Natural-language object grounding data
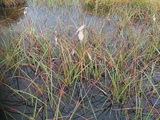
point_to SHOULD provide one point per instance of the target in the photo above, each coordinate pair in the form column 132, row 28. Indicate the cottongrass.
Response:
column 83, row 79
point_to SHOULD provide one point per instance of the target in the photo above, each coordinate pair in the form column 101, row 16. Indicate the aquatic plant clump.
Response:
column 104, row 6
column 12, row 2
column 64, row 63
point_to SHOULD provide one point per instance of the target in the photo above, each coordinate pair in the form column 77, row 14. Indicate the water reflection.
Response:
column 11, row 15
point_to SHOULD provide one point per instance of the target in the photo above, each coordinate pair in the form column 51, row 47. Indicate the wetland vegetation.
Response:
column 110, row 69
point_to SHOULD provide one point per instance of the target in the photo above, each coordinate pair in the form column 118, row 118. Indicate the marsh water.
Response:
column 40, row 19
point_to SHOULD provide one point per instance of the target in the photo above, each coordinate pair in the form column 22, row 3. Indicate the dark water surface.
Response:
column 42, row 19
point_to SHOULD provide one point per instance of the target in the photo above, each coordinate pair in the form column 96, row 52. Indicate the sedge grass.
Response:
column 121, row 69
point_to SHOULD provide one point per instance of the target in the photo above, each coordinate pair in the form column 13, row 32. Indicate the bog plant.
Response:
column 119, row 65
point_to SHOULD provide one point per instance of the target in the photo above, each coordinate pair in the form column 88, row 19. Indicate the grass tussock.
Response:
column 70, row 74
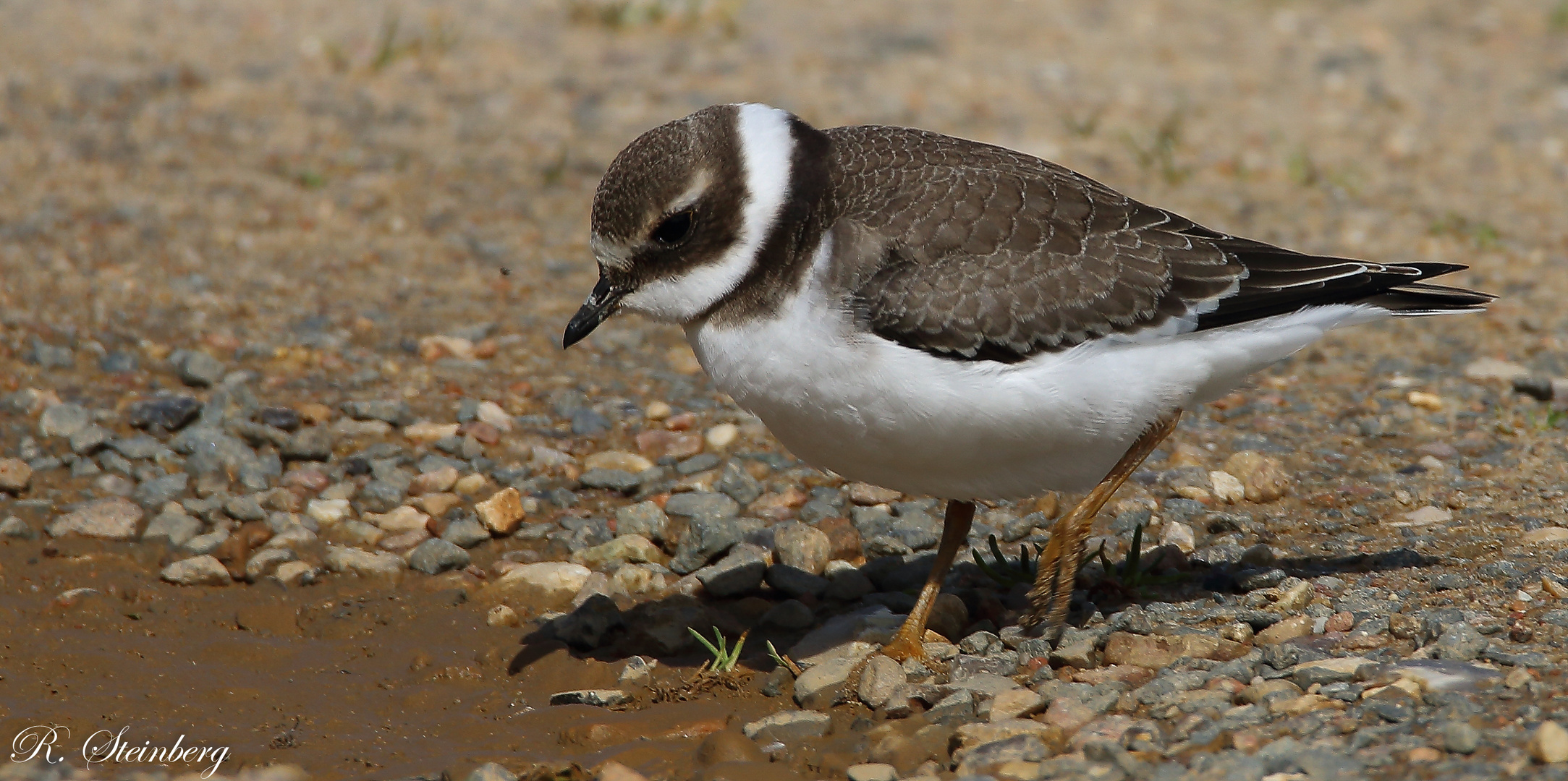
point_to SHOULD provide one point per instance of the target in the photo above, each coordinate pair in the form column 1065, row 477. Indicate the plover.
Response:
column 955, row 319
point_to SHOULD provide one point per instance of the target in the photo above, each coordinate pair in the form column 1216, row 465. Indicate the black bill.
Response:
column 599, row 306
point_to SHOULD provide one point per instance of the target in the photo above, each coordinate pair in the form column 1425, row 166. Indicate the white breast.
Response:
column 886, row 414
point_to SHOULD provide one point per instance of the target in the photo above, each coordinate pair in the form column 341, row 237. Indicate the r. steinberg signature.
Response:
column 44, row 741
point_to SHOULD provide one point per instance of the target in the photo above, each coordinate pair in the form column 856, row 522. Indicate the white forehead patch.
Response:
column 766, row 155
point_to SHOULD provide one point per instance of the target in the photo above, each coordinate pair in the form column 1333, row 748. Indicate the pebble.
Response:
column 328, row 512
column 880, row 680
column 200, row 369
column 16, row 529
column 491, row 772
column 106, row 519
column 1550, row 744
column 622, row 460
column 161, row 490
column 592, row 696
column 721, row 435
column 501, row 513
column 1263, row 477
column 789, row 727
column 872, row 772
column 399, row 519
column 364, row 563
column 791, row 614
column 739, row 571
column 466, row 532
column 502, row 615
column 14, row 476
column 438, row 555
column 645, row 518
column 171, row 529
column 1459, row 738
column 1226, row 488
column 546, row 586
column 267, row 562
column 802, row 546
column 63, row 419
column 620, row 551
column 203, row 570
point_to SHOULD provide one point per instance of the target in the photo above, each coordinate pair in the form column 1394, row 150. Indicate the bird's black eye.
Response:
column 674, row 229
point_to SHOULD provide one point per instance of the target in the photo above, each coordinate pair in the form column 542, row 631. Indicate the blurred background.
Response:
column 256, row 174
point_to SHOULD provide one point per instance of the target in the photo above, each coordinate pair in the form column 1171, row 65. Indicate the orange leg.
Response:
column 955, row 529
column 1053, row 593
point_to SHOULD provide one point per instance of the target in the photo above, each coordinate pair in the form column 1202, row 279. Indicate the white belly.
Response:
column 899, row 417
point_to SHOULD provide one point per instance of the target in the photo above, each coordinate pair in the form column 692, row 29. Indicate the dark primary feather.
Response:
column 983, row 253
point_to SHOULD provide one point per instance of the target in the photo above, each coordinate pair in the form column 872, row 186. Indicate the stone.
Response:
column 1159, row 652
column 200, row 369
column 491, row 772
column 501, row 513
column 63, row 419
column 399, row 519
column 203, row 570
column 1263, row 477
column 1550, row 744
column 1013, row 703
column 645, row 519
column 1460, row 642
column 266, row 562
column 364, row 563
column 388, row 411
column 592, row 696
column 708, row 538
column 802, row 546
column 791, row 614
column 880, row 678
column 1179, row 535
column 739, row 571
column 171, row 529
column 700, row 505
column 620, row 551
column 328, row 512
column 466, row 532
column 436, row 555
column 1459, row 738
column 872, row 772
column 14, row 476
column 789, row 727
column 618, row 460
column 588, row 623
column 546, row 586
column 16, row 529
column 106, row 519
column 1289, row 629
column 1226, row 488
column 161, row 490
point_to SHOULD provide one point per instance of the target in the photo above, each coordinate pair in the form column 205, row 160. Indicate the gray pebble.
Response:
column 438, row 555
column 63, row 419
column 467, row 532
column 173, row 529
column 795, row 582
column 154, row 493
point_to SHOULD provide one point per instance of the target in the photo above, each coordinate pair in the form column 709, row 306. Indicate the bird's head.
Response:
column 682, row 212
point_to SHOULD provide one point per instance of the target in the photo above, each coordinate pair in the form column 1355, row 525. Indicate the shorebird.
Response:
column 955, row 319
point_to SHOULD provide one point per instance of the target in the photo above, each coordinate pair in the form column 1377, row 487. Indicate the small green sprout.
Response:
column 725, row 657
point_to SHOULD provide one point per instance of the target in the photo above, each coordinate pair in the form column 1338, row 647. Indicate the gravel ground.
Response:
column 283, row 410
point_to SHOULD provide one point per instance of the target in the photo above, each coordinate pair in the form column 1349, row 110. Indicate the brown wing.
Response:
column 985, row 253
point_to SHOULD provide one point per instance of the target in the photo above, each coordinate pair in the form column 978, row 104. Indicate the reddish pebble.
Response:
column 658, row 444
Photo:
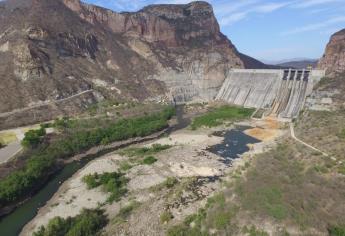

- _What is expected_
If a line in the data above holds the string "water", copy it.

- _Answer to the exercise_
point_to SHOULD provide one point per instance of the target in the photo above, each coordinate pair in the form column 77, row 14. Indicate the water reflection.
point_to SHOULD provide one point per instance of the target in the photo above, each coordinate pair in the form column 118, row 118. Indicate the marsh water.
point_to SHOULD provide one point per instance of the target in the photo above, each coordinate pair in the form column 22, row 3. Indicate the dark water surface.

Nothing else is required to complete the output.